» Short task: Pull out each line of the material that contains the string "instance", copying it in full.

========================

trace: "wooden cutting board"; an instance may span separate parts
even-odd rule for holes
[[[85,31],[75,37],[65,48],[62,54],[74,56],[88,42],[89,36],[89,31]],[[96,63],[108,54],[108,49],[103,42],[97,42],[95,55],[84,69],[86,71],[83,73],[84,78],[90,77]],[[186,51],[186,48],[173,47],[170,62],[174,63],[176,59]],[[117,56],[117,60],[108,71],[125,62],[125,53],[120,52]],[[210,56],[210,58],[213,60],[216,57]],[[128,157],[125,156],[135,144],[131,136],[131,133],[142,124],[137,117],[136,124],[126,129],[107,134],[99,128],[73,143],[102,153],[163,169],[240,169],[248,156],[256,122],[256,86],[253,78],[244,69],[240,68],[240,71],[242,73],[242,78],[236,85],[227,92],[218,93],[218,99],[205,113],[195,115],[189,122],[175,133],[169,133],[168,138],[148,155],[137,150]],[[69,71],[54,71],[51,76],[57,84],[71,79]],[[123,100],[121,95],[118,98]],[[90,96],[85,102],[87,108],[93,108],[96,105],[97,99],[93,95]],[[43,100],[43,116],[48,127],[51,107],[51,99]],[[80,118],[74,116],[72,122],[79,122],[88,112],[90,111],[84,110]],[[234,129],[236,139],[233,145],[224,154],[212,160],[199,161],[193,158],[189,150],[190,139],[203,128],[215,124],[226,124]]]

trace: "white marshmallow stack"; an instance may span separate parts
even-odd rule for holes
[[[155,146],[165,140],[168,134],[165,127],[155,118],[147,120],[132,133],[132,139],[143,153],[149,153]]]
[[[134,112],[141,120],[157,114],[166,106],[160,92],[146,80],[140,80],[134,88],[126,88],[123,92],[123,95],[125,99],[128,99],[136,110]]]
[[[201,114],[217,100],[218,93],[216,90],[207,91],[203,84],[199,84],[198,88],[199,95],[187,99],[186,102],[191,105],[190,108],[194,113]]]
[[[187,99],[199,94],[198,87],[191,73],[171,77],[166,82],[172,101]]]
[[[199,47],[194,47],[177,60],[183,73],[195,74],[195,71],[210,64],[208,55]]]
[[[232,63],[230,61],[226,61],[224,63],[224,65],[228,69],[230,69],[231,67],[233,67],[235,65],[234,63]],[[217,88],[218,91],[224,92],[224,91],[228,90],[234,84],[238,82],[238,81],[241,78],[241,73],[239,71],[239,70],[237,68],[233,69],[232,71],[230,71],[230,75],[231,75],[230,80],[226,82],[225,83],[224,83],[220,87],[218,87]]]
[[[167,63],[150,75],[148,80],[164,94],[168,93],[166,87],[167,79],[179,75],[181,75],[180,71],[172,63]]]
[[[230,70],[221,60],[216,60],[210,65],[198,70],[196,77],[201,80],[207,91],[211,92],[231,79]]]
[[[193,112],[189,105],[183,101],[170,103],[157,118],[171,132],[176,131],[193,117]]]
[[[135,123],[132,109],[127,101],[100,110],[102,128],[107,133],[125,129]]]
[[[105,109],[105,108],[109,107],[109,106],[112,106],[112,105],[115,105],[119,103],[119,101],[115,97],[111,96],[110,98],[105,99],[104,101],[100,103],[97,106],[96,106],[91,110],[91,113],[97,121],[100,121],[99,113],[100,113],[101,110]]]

========================

» In response:
trace: "wooden cutting board"; an instance may span separate parts
trace: "white marshmallow stack"; an instance may span separate parts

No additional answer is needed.